__Problem requirements__
Exclude the pictures and retype the entries as written.

---------- Extracted records ----------

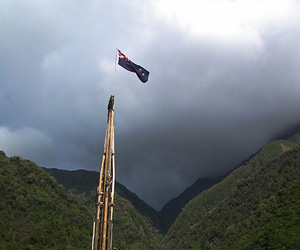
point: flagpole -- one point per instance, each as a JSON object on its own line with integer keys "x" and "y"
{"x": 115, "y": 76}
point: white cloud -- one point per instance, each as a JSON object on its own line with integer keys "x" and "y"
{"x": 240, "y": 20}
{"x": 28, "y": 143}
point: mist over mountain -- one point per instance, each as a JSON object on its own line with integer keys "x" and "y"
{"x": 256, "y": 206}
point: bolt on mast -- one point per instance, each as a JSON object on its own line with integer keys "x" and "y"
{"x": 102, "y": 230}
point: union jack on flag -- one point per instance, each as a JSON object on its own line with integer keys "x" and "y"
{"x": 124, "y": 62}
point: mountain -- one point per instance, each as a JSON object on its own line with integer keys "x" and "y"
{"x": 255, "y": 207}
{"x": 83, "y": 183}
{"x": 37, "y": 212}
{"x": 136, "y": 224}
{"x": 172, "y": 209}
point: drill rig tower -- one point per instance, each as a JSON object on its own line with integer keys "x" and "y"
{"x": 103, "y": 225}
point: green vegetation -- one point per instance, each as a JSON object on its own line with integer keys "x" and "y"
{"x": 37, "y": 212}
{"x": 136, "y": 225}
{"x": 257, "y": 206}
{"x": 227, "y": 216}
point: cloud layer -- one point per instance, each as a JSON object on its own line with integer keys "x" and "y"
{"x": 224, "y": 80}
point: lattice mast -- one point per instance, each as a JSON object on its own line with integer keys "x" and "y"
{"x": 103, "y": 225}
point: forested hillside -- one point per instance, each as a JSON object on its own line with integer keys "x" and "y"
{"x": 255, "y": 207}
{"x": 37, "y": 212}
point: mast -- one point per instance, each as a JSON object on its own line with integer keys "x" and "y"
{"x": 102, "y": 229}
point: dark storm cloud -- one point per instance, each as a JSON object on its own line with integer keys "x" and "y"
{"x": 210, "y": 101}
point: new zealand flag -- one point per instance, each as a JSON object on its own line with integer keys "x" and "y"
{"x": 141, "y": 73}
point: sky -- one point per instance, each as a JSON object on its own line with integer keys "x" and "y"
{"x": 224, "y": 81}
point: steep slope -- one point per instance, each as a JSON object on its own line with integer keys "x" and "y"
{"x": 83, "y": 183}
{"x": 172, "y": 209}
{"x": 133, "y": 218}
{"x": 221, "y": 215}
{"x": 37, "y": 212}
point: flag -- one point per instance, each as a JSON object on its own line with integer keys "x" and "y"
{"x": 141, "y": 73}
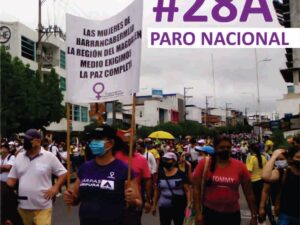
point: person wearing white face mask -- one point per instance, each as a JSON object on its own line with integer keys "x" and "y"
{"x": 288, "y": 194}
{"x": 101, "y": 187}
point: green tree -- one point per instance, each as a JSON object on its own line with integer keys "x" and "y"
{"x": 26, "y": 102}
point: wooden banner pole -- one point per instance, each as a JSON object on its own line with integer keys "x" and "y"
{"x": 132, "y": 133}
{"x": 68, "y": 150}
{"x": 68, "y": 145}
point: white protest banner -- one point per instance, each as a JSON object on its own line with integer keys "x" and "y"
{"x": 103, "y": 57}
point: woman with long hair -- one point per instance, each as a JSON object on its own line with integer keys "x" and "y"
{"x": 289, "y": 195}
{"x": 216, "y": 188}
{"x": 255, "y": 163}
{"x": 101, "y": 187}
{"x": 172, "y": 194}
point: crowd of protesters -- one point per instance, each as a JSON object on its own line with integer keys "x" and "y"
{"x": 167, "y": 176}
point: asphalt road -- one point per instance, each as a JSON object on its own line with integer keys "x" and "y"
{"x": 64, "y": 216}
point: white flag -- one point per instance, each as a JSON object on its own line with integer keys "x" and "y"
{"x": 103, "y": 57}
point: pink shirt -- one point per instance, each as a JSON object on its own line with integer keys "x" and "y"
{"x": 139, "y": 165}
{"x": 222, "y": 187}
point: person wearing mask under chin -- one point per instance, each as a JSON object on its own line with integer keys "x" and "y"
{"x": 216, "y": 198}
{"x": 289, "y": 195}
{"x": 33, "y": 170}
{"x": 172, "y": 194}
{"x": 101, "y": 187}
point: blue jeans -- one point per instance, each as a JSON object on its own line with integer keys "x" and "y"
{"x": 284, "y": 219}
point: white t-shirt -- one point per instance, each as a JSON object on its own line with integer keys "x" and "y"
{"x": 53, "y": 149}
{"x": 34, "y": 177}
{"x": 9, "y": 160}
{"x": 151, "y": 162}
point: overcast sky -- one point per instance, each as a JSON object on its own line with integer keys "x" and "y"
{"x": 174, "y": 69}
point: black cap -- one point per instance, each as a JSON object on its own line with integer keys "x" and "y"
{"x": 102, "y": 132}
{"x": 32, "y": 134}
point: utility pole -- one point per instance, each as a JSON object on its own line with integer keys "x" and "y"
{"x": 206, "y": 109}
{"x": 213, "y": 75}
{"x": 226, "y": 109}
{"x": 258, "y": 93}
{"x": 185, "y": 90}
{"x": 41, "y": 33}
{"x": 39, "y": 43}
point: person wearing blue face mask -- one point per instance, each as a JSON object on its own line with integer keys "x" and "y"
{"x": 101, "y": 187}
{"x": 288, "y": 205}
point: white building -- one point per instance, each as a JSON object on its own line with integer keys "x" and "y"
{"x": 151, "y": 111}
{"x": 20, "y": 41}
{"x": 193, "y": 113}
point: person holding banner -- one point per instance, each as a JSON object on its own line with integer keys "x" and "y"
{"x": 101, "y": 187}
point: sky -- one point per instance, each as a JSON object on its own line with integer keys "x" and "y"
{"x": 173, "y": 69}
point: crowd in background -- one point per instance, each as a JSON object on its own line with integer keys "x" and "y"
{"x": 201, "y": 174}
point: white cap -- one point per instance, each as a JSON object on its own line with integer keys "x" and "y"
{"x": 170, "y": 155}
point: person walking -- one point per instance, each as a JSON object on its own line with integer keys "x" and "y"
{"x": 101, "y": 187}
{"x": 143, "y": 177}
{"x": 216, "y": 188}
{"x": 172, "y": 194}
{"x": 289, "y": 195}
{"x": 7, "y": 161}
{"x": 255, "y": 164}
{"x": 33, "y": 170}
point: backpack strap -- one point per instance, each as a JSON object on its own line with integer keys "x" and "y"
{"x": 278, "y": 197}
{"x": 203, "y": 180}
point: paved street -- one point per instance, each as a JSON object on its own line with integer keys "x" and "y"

----------

__Task response__
point: flagpole -- one point per instance, each as a JSON object on its own line with integer keys "x" and "y"
{"x": 115, "y": 76}
point: white cloud -- one point per instance, each as a JSON object on its own line with integer keys "x" and "y"
{"x": 240, "y": 20}
{"x": 28, "y": 143}
point: mist over mountain -- one point per instance, each as a JSON object on its own line with integer keys "x" and "y"
{"x": 256, "y": 206}
point: bolt on mast -- one point per instance, each as a JSON object on its own line with integer keys "x" and "y"
{"x": 102, "y": 230}
point: union jack on flag -- one point per instance, each as a JSON object on its own line with integer keys "x" and "y"
{"x": 124, "y": 62}
point: mountain -- one point per instance, each as a JSON object on its own line with integer keys "x" and "y"
{"x": 255, "y": 207}
{"x": 83, "y": 183}
{"x": 37, "y": 212}
{"x": 136, "y": 224}
{"x": 172, "y": 209}
point: drill rig tower -- one point per instance, each as a JSON object on its own line with integer keys "x" and "y"
{"x": 103, "y": 225}
point: green vegetation -- one point per instance, each as a JSON object on its own line with integer keys "x" and "y"
{"x": 37, "y": 212}
{"x": 136, "y": 225}
{"x": 257, "y": 206}
{"x": 227, "y": 216}
point: cloud layer -- one point per instance, each as a JSON object on its own line with integer keys "x" and "y"
{"x": 224, "y": 80}
point: lattice mast -- one point per instance, each as a JSON object on its own line with integer keys "x" and "y"
{"x": 103, "y": 225}
point: forested hillside -- one point per instance, each as a JSON object on its own line with integer keys "x" and "y"
{"x": 255, "y": 207}
{"x": 37, "y": 212}
point: mast -- one point per instance, each as a JSON object on its own line with integer keys "x" and "y"
{"x": 102, "y": 229}
point: dark storm cloud -- one point per instance, each as a JSON object on its own line with integer keys "x" and "y"
{"x": 210, "y": 101}
point: new zealand flag -- one point per instance, each as a JSON object on its own line with integer keys "x" and "y"
{"x": 141, "y": 73}
point: sky -- one point per instance, each as a JSON object on its own line with integer keys "x" and "y"
{"x": 224, "y": 81}
point: steep slope -- one point per instance, each as a JSON object on its own line with integer keys "x" and "y"
{"x": 83, "y": 183}
{"x": 172, "y": 209}
{"x": 133, "y": 218}
{"x": 221, "y": 215}
{"x": 37, "y": 212}
point: flag -- one point per instance, each as a JSON object on its own line with integer keys "x" and "y"
{"x": 141, "y": 73}
point: person wearing white face mask -- one point per instance, each as a JSON object on its own line with integer keys "x" and "y"
{"x": 288, "y": 194}
{"x": 101, "y": 187}
point: green tree -- one point per instance, each as a JSON object on its own line with integer keys "x" and "y"
{"x": 26, "y": 102}
point: wooden banner pole -- one point per instance, each as a JSON object on its own line with integer keys "x" and "y"
{"x": 132, "y": 133}
{"x": 68, "y": 150}
{"x": 68, "y": 145}
point: white protest banner -- one point per instance, each as a JSON object on its own line with integer keys "x" and "y"
{"x": 103, "y": 57}
point: woman with long hair -- one point per instance, each as a JSON object on its own line with integer keys "x" and "y"
{"x": 289, "y": 195}
{"x": 216, "y": 188}
{"x": 255, "y": 163}
{"x": 101, "y": 187}
{"x": 172, "y": 194}
point: crowd of protesters -- one point per instance, each as a JSON object on its own line with integer keys "x" and "y"
{"x": 167, "y": 176}
point: asphalt road -- one point per instance, each as a JSON object on its own line with integer keys "x" and "y"
{"x": 64, "y": 216}
point: white flag -- one point per instance, each as a JSON object on its own line with integer keys "x" and "y"
{"x": 103, "y": 57}
point: pink shirt -- one point per instance, each as a JSON object on its own line with integer keys "x" and "y"
{"x": 139, "y": 165}
{"x": 222, "y": 187}
point: person wearing mask under chin -- one point per instance, each as a JSON object on its own line with integer keys "x" and "y"
{"x": 216, "y": 198}
{"x": 289, "y": 195}
{"x": 33, "y": 170}
{"x": 172, "y": 194}
{"x": 101, "y": 187}
point: blue jeans -- one point per instance, each as a JSON object on its own line with integer keys "x" and "y"
{"x": 284, "y": 219}
point: white t-shirt -- one point per instance, each as a JSON object on its own line with integer keys "x" and "y"
{"x": 53, "y": 149}
{"x": 34, "y": 177}
{"x": 9, "y": 160}
{"x": 151, "y": 162}
point: overcast sky -- one point per instance, each as a JSON object on its own line with integer keys "x" and "y"
{"x": 174, "y": 69}
point: black cap -- one point per instance, each as a JSON object on its own line with integer keys "x" and "y"
{"x": 102, "y": 132}
{"x": 32, "y": 134}
point: utility pole -- one point per instance, each as a JSON object on its own line with integer keys "x" and "y"
{"x": 206, "y": 109}
{"x": 213, "y": 75}
{"x": 226, "y": 109}
{"x": 258, "y": 93}
{"x": 185, "y": 90}
{"x": 41, "y": 33}
{"x": 39, "y": 43}
point: person wearing blue face mask -- one point per instance, each as a JSON object on its own line with integer keys "x" and "y"
{"x": 101, "y": 187}
{"x": 288, "y": 205}
point: white building -- one point per instance, each as a JSON object on its own line with integer keys "x" and "y"
{"x": 151, "y": 111}
{"x": 20, "y": 41}
{"x": 193, "y": 113}
point: person holding banner -- one point per instance, each as a JSON object on its own line with integer keys "x" and "y"
{"x": 101, "y": 187}
point: sky -- one point per instance, each as a JSON object on its own line with integer keys "x" and "y"
{"x": 173, "y": 69}
point: crowd in background -- one point per instance, each as a JSON object on its own line with integer keys "x" and "y"
{"x": 201, "y": 174}
point: white cap -- one point per instance, each as a JSON object on its own line with integer keys "x" and "y"
{"x": 170, "y": 155}
point: person walking -- one point per instance, each as a JSON object on its own line with integer keys "x" and "y"
{"x": 101, "y": 187}
{"x": 143, "y": 177}
{"x": 216, "y": 188}
{"x": 172, "y": 194}
{"x": 289, "y": 195}
{"x": 7, "y": 161}
{"x": 255, "y": 164}
{"x": 33, "y": 170}
point: backpack strap -- one point per instance, each as a JSON object on its own line with integer keys "x" and "y"
{"x": 278, "y": 197}
{"x": 203, "y": 180}
point: paved street -- one point per instance, each as a JSON object on its own line with integer keys "x" and "y"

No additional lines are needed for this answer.